Could you write out the lines below exactly, beginning with the first and finishing with the one that contains "negative clicks: (1192, 1298) (871, 465)"?

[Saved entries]
* * * * * * * * *

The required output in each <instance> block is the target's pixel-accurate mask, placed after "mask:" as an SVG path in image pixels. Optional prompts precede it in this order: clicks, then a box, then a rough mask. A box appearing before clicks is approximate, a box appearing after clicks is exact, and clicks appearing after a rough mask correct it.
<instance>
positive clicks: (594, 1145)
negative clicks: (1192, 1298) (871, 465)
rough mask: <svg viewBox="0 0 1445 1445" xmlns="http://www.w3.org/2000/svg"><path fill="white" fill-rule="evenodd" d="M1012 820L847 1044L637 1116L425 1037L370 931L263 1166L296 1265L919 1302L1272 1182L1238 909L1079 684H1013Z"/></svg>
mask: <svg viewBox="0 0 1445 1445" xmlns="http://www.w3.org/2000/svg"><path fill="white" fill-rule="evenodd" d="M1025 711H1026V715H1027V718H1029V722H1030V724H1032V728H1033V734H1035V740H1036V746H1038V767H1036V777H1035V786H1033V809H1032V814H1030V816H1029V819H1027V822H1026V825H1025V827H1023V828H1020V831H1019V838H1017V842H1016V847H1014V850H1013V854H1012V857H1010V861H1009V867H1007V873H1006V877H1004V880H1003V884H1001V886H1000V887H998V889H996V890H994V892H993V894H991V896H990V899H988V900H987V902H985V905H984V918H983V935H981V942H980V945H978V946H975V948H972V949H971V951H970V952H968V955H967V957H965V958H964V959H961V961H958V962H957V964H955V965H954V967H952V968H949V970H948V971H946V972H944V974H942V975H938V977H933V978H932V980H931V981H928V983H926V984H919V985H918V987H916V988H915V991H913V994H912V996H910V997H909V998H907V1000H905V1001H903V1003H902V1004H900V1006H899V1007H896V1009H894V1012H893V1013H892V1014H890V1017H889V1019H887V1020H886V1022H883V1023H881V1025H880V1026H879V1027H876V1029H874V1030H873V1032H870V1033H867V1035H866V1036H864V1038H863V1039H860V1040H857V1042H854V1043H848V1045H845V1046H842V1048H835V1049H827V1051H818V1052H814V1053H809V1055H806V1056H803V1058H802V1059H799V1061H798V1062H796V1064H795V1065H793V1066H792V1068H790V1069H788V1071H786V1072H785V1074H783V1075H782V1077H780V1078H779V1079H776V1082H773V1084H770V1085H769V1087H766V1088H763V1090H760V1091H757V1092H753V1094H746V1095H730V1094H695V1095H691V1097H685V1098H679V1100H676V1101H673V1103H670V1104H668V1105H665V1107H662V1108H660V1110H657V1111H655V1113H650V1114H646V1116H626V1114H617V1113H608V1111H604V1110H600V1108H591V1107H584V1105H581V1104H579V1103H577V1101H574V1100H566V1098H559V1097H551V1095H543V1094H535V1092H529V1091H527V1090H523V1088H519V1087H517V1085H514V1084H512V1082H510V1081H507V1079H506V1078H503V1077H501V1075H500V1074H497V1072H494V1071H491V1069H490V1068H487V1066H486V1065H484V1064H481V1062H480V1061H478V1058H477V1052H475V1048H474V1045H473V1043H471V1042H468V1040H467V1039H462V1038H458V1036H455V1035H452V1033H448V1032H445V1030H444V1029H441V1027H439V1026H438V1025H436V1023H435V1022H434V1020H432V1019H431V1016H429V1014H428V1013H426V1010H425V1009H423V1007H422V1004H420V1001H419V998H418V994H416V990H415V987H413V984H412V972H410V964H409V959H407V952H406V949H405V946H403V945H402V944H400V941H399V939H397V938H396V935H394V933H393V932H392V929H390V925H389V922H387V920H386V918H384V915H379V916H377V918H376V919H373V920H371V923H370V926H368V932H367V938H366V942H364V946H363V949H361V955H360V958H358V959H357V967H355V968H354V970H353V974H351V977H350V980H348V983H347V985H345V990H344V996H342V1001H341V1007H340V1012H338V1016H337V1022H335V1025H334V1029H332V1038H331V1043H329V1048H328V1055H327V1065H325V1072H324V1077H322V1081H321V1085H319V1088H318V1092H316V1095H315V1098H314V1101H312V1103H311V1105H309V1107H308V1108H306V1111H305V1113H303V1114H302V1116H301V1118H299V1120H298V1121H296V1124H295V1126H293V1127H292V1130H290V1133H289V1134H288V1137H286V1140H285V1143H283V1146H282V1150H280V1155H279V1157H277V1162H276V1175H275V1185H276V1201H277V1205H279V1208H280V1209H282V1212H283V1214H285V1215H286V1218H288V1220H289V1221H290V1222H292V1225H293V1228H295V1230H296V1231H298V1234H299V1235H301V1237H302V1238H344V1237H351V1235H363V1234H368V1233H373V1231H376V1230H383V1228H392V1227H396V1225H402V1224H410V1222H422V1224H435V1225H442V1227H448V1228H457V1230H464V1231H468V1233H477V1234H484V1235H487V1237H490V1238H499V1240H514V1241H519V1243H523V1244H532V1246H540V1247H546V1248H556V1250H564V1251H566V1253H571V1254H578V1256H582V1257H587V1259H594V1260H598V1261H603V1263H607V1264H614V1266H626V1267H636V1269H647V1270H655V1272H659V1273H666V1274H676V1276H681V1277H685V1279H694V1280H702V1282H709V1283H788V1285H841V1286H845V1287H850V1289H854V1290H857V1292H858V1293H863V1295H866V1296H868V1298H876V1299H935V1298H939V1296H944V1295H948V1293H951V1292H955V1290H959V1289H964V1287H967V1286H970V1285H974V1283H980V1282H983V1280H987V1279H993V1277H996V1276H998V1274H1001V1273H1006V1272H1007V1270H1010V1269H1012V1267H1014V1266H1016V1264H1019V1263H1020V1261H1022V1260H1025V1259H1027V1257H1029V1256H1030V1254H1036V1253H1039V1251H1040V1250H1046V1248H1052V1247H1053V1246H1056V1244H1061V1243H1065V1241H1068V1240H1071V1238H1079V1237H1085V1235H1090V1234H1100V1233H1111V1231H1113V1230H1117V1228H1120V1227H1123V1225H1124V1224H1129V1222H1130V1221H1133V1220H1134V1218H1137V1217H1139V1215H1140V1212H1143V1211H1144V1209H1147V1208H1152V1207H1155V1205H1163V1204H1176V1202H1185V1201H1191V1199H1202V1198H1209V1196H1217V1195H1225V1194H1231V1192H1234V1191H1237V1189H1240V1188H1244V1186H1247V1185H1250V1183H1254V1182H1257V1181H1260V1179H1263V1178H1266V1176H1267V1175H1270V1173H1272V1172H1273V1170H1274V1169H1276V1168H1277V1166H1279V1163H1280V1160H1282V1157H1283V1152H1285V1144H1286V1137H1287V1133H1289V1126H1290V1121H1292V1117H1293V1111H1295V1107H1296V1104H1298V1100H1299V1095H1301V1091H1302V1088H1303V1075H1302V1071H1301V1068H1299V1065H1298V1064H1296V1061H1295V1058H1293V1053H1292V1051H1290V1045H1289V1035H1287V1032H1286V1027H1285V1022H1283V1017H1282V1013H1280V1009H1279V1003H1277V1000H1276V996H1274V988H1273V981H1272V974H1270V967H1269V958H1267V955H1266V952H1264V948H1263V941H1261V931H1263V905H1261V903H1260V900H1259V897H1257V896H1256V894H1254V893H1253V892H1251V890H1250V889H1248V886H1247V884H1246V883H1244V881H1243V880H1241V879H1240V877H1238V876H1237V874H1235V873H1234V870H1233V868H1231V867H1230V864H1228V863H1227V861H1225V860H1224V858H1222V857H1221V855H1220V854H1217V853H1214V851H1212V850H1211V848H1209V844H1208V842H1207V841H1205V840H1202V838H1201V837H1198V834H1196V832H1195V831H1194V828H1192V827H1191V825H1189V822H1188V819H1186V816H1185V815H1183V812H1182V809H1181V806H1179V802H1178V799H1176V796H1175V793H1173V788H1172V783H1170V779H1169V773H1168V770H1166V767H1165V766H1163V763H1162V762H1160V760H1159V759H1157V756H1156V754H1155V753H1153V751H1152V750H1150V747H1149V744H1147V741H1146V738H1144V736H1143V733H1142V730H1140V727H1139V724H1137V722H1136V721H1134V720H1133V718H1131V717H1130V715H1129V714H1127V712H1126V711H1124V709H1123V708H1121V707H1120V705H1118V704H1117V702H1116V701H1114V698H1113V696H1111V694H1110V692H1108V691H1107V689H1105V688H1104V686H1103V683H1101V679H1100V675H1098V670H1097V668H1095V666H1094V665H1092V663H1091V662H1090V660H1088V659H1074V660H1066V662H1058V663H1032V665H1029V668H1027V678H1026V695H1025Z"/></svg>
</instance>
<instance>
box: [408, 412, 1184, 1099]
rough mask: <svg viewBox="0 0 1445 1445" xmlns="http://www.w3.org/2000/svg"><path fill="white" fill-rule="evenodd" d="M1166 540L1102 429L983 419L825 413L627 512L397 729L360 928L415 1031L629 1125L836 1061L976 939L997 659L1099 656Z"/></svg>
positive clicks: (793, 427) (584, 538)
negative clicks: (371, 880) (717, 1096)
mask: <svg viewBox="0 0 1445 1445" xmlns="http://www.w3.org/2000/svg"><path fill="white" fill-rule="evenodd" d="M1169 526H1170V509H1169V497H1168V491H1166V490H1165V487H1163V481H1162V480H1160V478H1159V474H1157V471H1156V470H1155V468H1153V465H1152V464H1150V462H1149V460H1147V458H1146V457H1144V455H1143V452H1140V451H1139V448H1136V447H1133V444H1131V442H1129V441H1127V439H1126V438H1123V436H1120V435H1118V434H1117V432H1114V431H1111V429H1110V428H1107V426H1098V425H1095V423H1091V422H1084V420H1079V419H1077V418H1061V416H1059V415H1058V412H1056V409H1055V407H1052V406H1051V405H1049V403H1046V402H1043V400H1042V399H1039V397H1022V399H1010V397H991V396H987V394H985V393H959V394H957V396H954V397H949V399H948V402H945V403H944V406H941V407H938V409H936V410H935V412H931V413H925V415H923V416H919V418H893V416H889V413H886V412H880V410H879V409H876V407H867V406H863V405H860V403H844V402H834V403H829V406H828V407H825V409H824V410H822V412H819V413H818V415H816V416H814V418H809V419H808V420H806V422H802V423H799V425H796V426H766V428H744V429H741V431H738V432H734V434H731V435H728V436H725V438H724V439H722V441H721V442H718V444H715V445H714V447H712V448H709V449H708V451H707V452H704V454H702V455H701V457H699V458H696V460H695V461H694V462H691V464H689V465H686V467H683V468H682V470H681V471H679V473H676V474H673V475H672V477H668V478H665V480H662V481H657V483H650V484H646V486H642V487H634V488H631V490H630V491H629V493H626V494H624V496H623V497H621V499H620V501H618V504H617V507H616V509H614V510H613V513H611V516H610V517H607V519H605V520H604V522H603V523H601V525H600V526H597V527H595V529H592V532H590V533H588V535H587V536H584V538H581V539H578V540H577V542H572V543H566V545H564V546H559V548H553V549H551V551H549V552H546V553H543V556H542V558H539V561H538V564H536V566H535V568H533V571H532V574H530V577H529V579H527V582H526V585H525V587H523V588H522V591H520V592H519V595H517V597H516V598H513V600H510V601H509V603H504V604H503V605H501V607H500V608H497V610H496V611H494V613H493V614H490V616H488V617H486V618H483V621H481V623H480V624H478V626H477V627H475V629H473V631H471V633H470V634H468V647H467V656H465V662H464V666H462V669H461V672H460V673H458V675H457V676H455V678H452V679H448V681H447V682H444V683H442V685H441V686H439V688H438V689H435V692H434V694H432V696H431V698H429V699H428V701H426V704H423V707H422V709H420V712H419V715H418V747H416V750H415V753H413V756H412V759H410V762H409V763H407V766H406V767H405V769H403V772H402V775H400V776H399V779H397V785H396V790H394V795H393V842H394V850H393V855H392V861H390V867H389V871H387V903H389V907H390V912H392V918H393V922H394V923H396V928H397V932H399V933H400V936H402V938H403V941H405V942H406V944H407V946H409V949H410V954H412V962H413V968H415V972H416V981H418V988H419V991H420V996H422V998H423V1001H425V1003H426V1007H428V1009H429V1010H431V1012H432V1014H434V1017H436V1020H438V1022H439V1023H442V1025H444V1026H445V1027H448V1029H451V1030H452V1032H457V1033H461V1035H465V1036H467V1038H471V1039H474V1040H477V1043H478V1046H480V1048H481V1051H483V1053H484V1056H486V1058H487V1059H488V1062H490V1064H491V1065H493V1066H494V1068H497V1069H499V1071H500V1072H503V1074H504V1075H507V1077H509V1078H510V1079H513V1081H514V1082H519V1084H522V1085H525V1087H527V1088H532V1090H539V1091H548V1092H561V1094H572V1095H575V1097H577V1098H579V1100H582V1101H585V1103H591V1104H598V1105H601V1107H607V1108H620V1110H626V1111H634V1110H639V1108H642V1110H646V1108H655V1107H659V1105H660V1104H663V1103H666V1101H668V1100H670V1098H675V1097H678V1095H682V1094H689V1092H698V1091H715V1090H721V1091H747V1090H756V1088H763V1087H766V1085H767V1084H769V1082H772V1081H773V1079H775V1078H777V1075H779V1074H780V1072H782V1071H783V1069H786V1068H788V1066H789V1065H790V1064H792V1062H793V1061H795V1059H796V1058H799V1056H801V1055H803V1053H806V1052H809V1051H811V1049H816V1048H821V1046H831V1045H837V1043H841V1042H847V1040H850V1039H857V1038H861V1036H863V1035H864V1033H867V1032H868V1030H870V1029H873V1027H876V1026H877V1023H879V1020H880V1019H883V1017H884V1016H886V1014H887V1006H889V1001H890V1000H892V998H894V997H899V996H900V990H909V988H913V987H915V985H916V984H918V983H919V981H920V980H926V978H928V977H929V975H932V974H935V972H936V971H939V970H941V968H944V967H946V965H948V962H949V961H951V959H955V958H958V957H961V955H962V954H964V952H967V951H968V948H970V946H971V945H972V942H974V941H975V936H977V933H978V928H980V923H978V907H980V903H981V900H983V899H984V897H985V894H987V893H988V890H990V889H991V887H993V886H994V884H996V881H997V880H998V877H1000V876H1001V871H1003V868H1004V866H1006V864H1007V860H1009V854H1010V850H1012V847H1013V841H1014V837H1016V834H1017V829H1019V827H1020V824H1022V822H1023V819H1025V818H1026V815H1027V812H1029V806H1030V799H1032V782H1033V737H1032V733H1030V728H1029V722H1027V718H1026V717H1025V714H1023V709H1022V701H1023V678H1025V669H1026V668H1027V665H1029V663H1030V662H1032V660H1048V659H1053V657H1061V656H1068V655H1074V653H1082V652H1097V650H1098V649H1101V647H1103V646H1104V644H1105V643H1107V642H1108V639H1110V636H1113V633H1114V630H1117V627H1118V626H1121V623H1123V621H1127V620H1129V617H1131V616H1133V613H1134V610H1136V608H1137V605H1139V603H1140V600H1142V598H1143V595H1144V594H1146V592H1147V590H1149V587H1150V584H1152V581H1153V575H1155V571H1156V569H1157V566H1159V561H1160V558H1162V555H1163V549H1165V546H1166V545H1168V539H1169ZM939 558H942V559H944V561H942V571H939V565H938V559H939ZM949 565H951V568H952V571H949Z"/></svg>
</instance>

* * * * * * * * *

● Your response:
The required output in each <instance> block is the target's pixel-accurate mask, placed after "mask:" as an SVG path in image pixels. Optional prompts precede it in this order: clicks, then a box, then a rough mask. A box appearing before clicks is approximate, a box appearing after clicks is exact, and clicks appearing after a rough mask correct it.
<instance>
positive clicks: (594, 1145)
negative clicks: (1192, 1298) (871, 465)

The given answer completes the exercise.